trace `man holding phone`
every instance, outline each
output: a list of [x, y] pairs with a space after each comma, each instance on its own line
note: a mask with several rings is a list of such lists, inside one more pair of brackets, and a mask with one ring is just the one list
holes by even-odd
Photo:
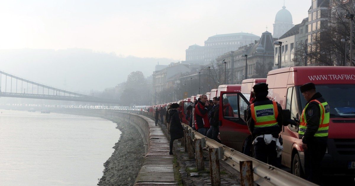
[[195, 126], [197, 132], [204, 136], [206, 135], [210, 127], [208, 114], [209, 106], [207, 96], [203, 94], [201, 96], [201, 101], [198, 101], [195, 107]]

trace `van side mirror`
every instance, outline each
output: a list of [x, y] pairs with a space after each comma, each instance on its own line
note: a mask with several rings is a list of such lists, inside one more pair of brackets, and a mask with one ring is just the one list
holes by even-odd
[[283, 118], [284, 126], [287, 126], [290, 124], [296, 125], [296, 122], [291, 119], [291, 112], [289, 109], [283, 109], [282, 116]]

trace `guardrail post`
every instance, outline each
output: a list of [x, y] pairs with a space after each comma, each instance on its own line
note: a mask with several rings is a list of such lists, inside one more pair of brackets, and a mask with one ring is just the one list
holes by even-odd
[[220, 159], [224, 159], [223, 147], [218, 147], [218, 157]]
[[254, 185], [254, 175], [252, 161], [241, 161], [240, 185], [243, 186]]
[[219, 172], [219, 158], [218, 148], [211, 148], [209, 151], [209, 171], [211, 173], [211, 184], [212, 186], [221, 185]]
[[195, 152], [196, 153], [196, 164], [197, 165], [197, 170], [204, 170], [204, 163], [203, 163], [203, 156], [202, 152], [202, 140], [196, 139], [195, 140]]
[[187, 152], [188, 142], [187, 142], [187, 139], [186, 138], [186, 136], [187, 135], [187, 129], [188, 129], [187, 127], [185, 126], [185, 130], [184, 131], [184, 138], [185, 139], [185, 143], [184, 144], [185, 145], [184, 147], [185, 147], [185, 152]]
[[195, 155], [194, 154], [193, 146], [192, 145], [192, 141], [191, 140], [191, 136], [189, 134], [186, 134], [186, 143], [187, 145], [189, 159], [193, 159], [195, 157]]

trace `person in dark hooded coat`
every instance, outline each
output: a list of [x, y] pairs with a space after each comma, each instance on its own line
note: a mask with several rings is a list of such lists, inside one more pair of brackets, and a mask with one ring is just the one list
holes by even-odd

### What the exercise asks
Revise the stretch of the listing from its beginning through the line containing "109], [282, 116]]", replacing "even-odd" with "nonzero winding" and leaving everything else unchanged. Omit the pictures from the revised version.

### Output of the task
trace `man holding phone`
every instance, outline each
output: a list of [x, y] pairs with a space after each comma, each instance on its own line
note: a mask with several rings is a list of such lists, inside one more pair of brackets, and a mask with one ring is just the one list
holes by nonzero winding
Photo:
[[195, 126], [197, 132], [204, 136], [206, 135], [210, 127], [208, 114], [209, 106], [207, 96], [203, 94], [201, 96], [201, 101], [198, 101], [195, 107]]

trace `van side mirror`
every instance, outline each
output: a list of [x, y] pairs with a space after each comma, each instance on its own line
note: a mask with several rings is a list of such lists, inside one more pair of brackets, and a mask with one ring is just the one list
holes by nonzero winding
[[283, 118], [284, 126], [287, 126], [290, 124], [296, 125], [296, 122], [291, 119], [291, 112], [289, 109], [283, 109], [282, 116]]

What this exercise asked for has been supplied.